- Problems and tasks -
1. Name every colony that the passage on Barossa history calls an eastern Australian convict colony.
2. Continue the passage on Barossa history from its last sentence.
[[ Document text, beginning ]]
The history of the Barossa reflects the philosophical dream of South Australia as a haven of 19th century free enterprise and religious and political freedom.
Unlike the eastern Australian convict colonies of New South Wales, Victoria and Tasmania, South Australia was a planned free settlement, designed by London’s philanthropists who saw an opportunity for honest, hardworking men and women to establish a new life.
Soon after the colony was proclaimed in 1836, George Fife Angas, the founder and chairman of the South Australian Company, instructed a German mineralogist Johann Menge to survey the ranges north of the infant city of Adelaide. Menge’s glowing report: 'I am quite certain that we shall see … vineyards and orchards and immense fields of corn throughout all [of this] New Silesia, which is matchless in this colony' encouraged Angas to select land encompassing the valleys, hills and open range land. Here they developed a typical agrarian Prussian village named Bethany, not far from Lyndoch, earlier settled by English migrants in 1840.
[[ Document text, end ]]
[[ Supplied material, beginning ]]
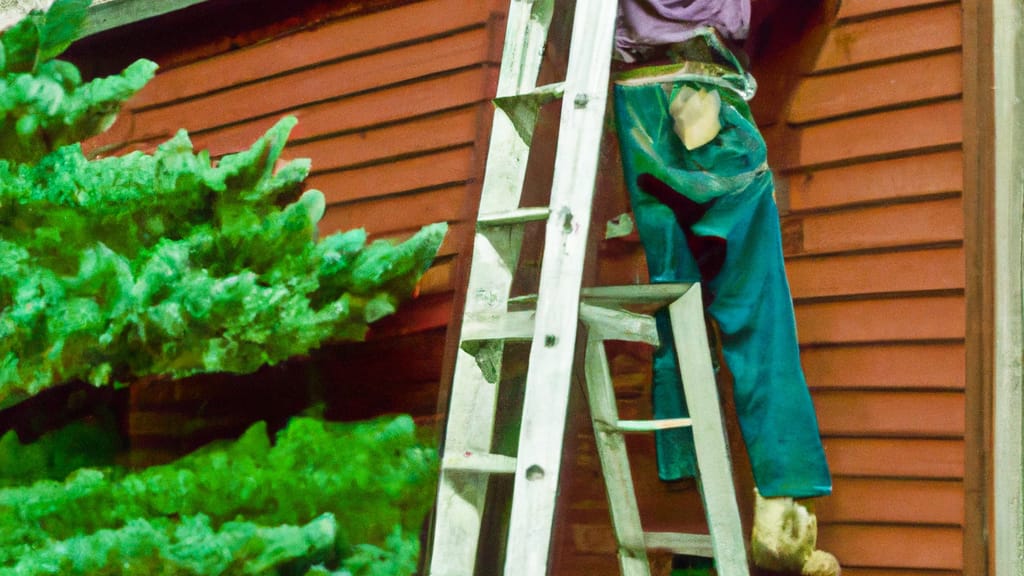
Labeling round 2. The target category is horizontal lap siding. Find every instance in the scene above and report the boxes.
[88,0,502,460]
[91,0,500,313]
[768,0,967,576]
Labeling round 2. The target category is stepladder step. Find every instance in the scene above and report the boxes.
[441,450,516,474]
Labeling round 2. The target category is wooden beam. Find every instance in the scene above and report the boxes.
[82,0,207,38]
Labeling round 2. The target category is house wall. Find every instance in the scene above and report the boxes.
[77,0,966,576]
[556,0,966,576]
[73,0,512,451]
[767,0,966,576]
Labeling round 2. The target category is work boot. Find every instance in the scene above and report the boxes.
[751,489,842,576]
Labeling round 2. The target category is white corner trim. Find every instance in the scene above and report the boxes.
[992,0,1024,576]
[82,0,214,38]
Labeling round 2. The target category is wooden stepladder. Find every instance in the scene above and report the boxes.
[428,0,746,576]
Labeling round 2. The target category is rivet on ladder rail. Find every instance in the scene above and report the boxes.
[526,464,544,481]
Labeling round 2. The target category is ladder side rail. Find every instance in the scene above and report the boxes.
[428,0,554,576]
[584,335,650,576]
[505,0,617,576]
[669,284,750,576]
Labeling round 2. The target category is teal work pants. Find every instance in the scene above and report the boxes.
[615,81,831,498]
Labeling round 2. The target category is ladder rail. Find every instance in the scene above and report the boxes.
[584,334,650,576]
[505,0,617,576]
[428,0,554,576]
[669,285,750,576]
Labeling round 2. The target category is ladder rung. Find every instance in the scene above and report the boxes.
[441,450,515,474]
[509,284,694,306]
[643,532,715,558]
[612,418,693,433]
[580,302,658,346]
[494,82,565,146]
[476,206,551,229]
[462,311,537,342]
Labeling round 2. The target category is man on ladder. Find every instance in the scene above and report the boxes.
[429,0,839,576]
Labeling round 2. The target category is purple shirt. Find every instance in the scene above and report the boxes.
[615,0,751,63]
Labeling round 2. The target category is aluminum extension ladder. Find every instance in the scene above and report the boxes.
[428,0,748,576]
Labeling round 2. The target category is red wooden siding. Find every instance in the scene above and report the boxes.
[770,0,967,576]
[556,0,967,576]
[81,0,503,457]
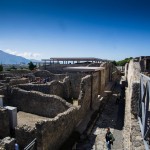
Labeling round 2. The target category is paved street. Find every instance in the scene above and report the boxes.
[77,87,124,150]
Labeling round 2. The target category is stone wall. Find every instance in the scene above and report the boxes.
[78,75,92,118]
[124,60,145,150]
[67,72,87,99]
[15,125,36,149]
[0,137,15,150]
[0,107,10,138]
[36,107,78,150]
[9,88,71,118]
[9,78,29,85]
[18,77,71,99]
[41,63,88,74]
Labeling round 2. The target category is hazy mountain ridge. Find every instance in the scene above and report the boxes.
[0,50,38,64]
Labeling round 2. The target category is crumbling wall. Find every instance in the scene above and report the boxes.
[92,72,100,103]
[0,137,15,150]
[9,88,71,118]
[67,73,87,99]
[49,74,66,82]
[78,75,92,118]
[9,78,29,85]
[0,107,10,138]
[18,77,71,99]
[36,107,79,150]
[34,70,52,78]
[15,125,36,149]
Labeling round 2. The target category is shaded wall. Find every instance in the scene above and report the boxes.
[9,88,71,117]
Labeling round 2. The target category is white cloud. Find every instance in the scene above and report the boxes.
[5,49,41,59]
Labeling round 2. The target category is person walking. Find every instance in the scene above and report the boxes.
[105,127,115,150]
[15,140,19,150]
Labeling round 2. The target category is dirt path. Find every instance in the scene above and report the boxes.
[76,86,124,150]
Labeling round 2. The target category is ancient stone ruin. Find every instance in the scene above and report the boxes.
[0,57,150,150]
[0,59,119,150]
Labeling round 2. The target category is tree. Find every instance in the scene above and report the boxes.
[28,62,36,70]
[0,65,3,72]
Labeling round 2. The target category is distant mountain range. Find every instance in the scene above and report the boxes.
[0,50,39,64]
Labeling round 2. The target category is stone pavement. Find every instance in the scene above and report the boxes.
[76,86,124,150]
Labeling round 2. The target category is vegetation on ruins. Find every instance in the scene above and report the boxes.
[28,61,36,70]
[0,65,3,72]
[112,57,133,66]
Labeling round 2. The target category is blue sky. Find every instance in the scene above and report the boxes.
[0,0,150,60]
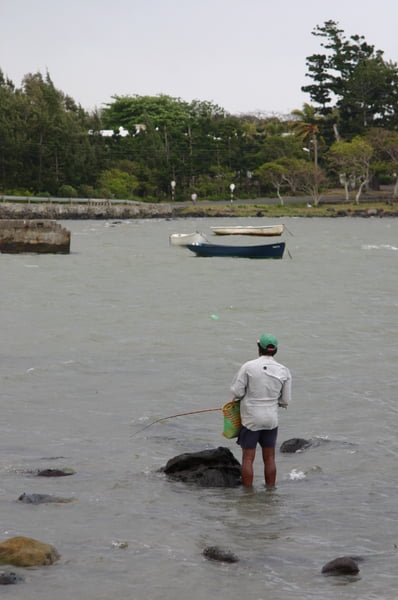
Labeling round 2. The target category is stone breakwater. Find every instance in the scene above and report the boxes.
[0,202,175,220]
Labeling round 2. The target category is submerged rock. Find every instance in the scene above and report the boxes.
[280,438,312,453]
[18,493,73,504]
[0,571,25,585]
[162,446,242,487]
[203,546,239,563]
[0,536,60,567]
[36,469,74,477]
[322,556,359,575]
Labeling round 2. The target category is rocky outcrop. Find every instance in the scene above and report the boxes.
[162,446,241,487]
[0,536,60,567]
[322,556,359,575]
[203,546,239,563]
[18,493,73,504]
[36,469,74,477]
[0,571,25,585]
[0,219,71,254]
[0,200,174,220]
[279,438,312,453]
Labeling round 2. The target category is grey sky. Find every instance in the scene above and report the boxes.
[0,0,398,114]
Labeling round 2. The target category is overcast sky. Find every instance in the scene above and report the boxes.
[0,0,398,114]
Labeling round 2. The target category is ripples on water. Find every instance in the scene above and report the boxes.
[0,219,398,600]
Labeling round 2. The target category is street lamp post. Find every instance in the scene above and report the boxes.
[170,179,177,202]
[229,183,235,204]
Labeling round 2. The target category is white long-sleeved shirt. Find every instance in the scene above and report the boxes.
[231,356,292,431]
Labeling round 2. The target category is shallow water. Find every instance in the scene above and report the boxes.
[0,219,398,600]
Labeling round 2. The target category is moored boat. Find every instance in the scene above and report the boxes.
[169,231,207,246]
[210,224,284,236]
[187,242,285,258]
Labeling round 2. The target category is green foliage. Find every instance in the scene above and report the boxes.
[57,184,78,198]
[301,21,398,137]
[98,169,138,200]
[0,21,398,205]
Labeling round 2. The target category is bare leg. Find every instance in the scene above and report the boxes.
[241,448,256,487]
[262,448,276,488]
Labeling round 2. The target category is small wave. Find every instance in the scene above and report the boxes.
[289,469,306,481]
[362,244,398,250]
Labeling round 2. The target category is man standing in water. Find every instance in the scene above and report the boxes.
[231,333,292,489]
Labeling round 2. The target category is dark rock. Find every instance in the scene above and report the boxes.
[280,438,312,453]
[37,469,74,477]
[0,536,60,567]
[0,571,25,585]
[203,546,239,563]
[162,446,241,487]
[322,556,359,575]
[18,493,73,504]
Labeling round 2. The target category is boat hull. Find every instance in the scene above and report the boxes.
[169,231,207,246]
[210,225,284,236]
[187,242,285,258]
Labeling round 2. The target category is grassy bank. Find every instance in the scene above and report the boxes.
[173,200,398,219]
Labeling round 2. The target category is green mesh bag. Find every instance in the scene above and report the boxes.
[222,400,241,439]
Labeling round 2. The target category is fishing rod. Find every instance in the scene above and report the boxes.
[130,407,223,437]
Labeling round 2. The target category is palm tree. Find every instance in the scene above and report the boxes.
[291,103,320,204]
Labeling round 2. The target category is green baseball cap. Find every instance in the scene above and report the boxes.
[257,333,278,350]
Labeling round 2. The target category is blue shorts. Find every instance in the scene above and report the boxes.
[236,425,278,450]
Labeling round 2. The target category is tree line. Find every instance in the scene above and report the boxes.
[0,21,398,204]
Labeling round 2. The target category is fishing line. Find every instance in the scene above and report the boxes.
[130,407,222,437]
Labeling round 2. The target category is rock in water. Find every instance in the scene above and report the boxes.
[0,571,24,585]
[18,493,73,504]
[203,546,239,563]
[322,556,359,575]
[280,438,311,453]
[162,447,241,487]
[0,536,60,567]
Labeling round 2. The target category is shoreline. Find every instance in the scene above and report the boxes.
[0,197,398,220]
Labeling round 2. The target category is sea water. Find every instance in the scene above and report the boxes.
[0,218,398,600]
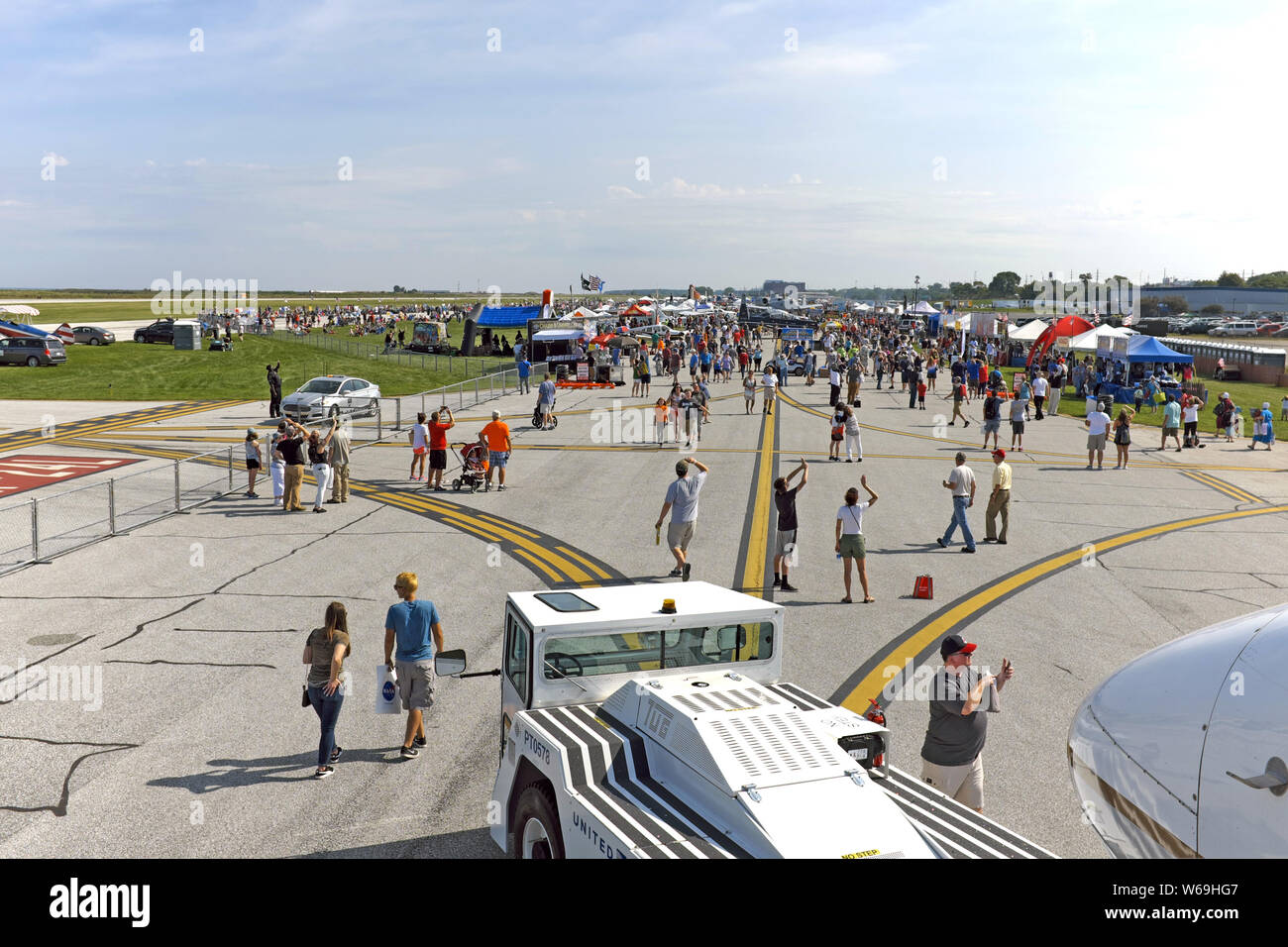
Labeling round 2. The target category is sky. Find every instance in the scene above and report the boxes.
[0,0,1288,292]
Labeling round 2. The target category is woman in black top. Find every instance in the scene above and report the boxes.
[309,417,340,513]
[304,601,353,780]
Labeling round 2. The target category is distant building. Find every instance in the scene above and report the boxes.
[1140,283,1288,316]
[761,279,805,296]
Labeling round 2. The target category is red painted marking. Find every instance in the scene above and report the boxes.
[0,454,138,497]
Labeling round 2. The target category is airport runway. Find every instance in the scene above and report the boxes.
[0,378,1288,857]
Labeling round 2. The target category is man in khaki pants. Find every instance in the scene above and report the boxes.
[921,635,1015,811]
[327,419,349,502]
[984,447,1012,546]
[277,417,309,513]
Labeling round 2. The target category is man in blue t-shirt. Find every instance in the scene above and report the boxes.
[385,573,443,759]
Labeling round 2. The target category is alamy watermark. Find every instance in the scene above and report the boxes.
[0,663,103,712]
[149,269,259,316]
[1033,277,1140,316]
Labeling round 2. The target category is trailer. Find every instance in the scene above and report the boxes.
[489,582,1050,858]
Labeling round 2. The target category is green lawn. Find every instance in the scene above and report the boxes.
[1002,368,1288,443]
[0,335,512,401]
[0,296,559,326]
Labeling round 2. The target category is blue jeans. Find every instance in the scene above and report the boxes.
[944,496,975,549]
[309,684,344,767]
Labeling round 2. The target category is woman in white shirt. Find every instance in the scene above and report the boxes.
[407,411,429,480]
[245,428,265,497]
[268,421,286,506]
[836,476,877,604]
[845,404,863,464]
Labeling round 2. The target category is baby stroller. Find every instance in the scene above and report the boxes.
[452,441,486,493]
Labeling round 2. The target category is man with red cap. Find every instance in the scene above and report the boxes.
[984,447,1012,546]
[921,635,1015,811]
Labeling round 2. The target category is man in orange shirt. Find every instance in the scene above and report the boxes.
[480,411,514,489]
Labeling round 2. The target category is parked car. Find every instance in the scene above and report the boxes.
[134,320,174,346]
[0,335,67,368]
[1208,320,1257,339]
[282,374,380,424]
[72,326,116,346]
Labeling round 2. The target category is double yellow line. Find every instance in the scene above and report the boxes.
[841,505,1288,712]
[0,401,245,451]
[738,402,782,598]
[1181,471,1265,502]
[54,441,607,587]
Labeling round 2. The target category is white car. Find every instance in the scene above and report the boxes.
[282,374,380,423]
[1208,322,1257,338]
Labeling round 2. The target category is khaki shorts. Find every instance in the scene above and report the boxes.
[921,756,984,809]
[841,532,868,559]
[666,519,698,552]
[394,661,434,710]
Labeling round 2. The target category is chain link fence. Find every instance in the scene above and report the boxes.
[0,366,519,575]
[273,329,514,374]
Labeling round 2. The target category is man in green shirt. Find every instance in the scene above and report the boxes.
[1158,394,1181,454]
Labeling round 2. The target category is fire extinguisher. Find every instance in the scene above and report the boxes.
[863,697,885,767]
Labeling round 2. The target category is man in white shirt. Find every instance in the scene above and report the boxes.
[936,451,975,553]
[1083,410,1112,471]
[1033,372,1050,421]
[760,365,778,415]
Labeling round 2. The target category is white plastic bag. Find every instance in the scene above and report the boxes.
[376,664,402,714]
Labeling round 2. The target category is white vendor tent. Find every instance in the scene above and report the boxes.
[1069,326,1136,352]
[1006,320,1047,342]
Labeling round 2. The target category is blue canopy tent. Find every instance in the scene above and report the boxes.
[476,305,541,329]
[1127,335,1194,365]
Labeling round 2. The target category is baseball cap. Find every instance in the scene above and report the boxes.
[939,635,975,657]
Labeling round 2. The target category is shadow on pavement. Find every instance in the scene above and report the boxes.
[299,828,505,858]
[147,749,404,795]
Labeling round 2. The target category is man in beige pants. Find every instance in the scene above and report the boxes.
[921,635,1015,811]
[327,419,349,502]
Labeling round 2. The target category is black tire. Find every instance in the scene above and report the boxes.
[510,783,564,860]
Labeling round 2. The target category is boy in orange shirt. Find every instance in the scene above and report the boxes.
[480,411,514,491]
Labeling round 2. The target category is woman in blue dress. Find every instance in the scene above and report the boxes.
[1248,401,1275,451]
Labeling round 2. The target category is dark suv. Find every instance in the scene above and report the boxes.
[134,320,174,346]
[0,335,67,368]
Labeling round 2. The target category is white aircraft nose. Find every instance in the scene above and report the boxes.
[1068,605,1283,858]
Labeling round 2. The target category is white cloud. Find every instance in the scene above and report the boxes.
[756,43,898,77]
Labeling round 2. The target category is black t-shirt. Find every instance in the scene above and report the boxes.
[774,487,800,532]
[921,668,1001,767]
[277,437,304,467]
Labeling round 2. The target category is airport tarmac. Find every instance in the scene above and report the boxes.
[0,378,1288,857]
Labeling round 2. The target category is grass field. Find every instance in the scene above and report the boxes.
[994,368,1288,447]
[0,335,512,401]
[0,291,559,326]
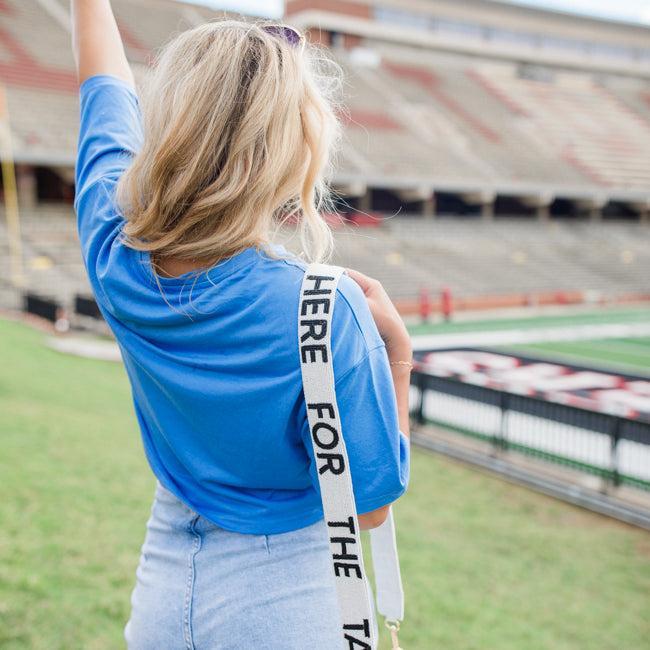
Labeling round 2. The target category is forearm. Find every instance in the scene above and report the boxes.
[388,345,413,438]
[71,0,135,85]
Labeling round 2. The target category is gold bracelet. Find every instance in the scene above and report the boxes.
[390,361,413,370]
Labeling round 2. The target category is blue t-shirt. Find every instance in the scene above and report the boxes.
[75,75,410,534]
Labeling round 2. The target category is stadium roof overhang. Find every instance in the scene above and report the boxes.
[290,10,650,79]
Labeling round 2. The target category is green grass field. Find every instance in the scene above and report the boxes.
[408,307,650,336]
[0,321,650,650]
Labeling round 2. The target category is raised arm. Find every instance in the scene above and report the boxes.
[72,0,135,86]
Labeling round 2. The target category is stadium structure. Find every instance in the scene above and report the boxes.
[0,0,650,313]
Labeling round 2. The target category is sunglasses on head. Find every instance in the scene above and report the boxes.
[262,25,305,47]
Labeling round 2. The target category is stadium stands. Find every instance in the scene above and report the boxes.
[0,0,650,314]
[0,205,650,308]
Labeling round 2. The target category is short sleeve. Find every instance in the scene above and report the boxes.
[303,345,410,514]
[74,75,143,267]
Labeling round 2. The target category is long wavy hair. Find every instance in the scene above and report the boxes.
[117,20,341,274]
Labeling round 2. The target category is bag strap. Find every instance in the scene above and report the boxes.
[298,263,404,650]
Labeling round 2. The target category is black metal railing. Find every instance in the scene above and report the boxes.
[411,371,650,489]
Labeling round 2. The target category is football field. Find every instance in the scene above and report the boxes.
[409,307,650,376]
[0,312,650,650]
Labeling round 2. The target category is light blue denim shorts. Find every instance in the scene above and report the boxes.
[124,483,377,650]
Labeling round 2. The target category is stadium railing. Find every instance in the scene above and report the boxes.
[411,369,650,490]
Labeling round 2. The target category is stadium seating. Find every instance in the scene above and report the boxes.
[0,205,650,307]
[0,0,650,314]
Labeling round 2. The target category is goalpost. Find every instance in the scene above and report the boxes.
[0,84,25,288]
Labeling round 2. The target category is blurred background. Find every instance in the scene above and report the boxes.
[0,0,650,650]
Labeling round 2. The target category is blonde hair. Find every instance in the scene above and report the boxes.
[117,20,341,274]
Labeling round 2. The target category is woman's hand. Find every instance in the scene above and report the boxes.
[345,268,412,361]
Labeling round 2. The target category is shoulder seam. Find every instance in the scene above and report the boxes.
[334,343,386,388]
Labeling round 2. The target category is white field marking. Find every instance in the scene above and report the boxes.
[411,323,650,351]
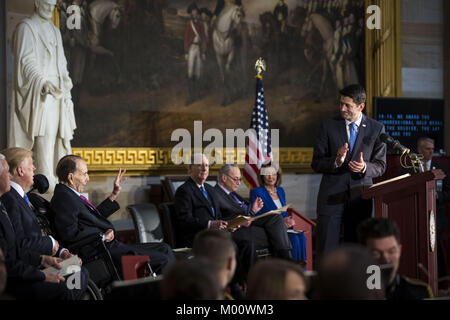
[[ Supplied material, end ]]
- Exercise results -
1. New South Wales, Victoria, Tasmania

2.
The region was named Barrosa by the colony’s Surveyor-General Colonel William Light, after the site of a victory by the English over the French in the Spanish Peninsula War. Misspelling on later maps gave it the unique Australian name, Barossa.
In 1842, two and a half years after the first German settlers arrived in South Australia, a congregation of over 200 dissident Lutherans made the journey to the Barossa from the provences of Silesia, Brandenburg and Posen.
Subsequent waves of German speaking settlers started other villages such as Langmeil and Light Pass while English free settlers tended to settle in the town of Angaston (named after the region’s founder) and the Barossa Ranges. This combined influence: hard-working German peasant farmers, artisans, businessmen, professionals and middle class English settlers who aspired to a ‘country gentleman’s lifestyle’ created an interwoven Barossa culture which remains unique amongst Australian settlements.
Self sufficiency was important and as a result the peasant experience of smoking meats, preserving fruits and making cheeses flourished. Fine music was an integral part of Lutheran worship and the English culture. Above all, wine became a basic part of life for the Lutheran settlers and grape growing developed as a fundamental agricultural activity.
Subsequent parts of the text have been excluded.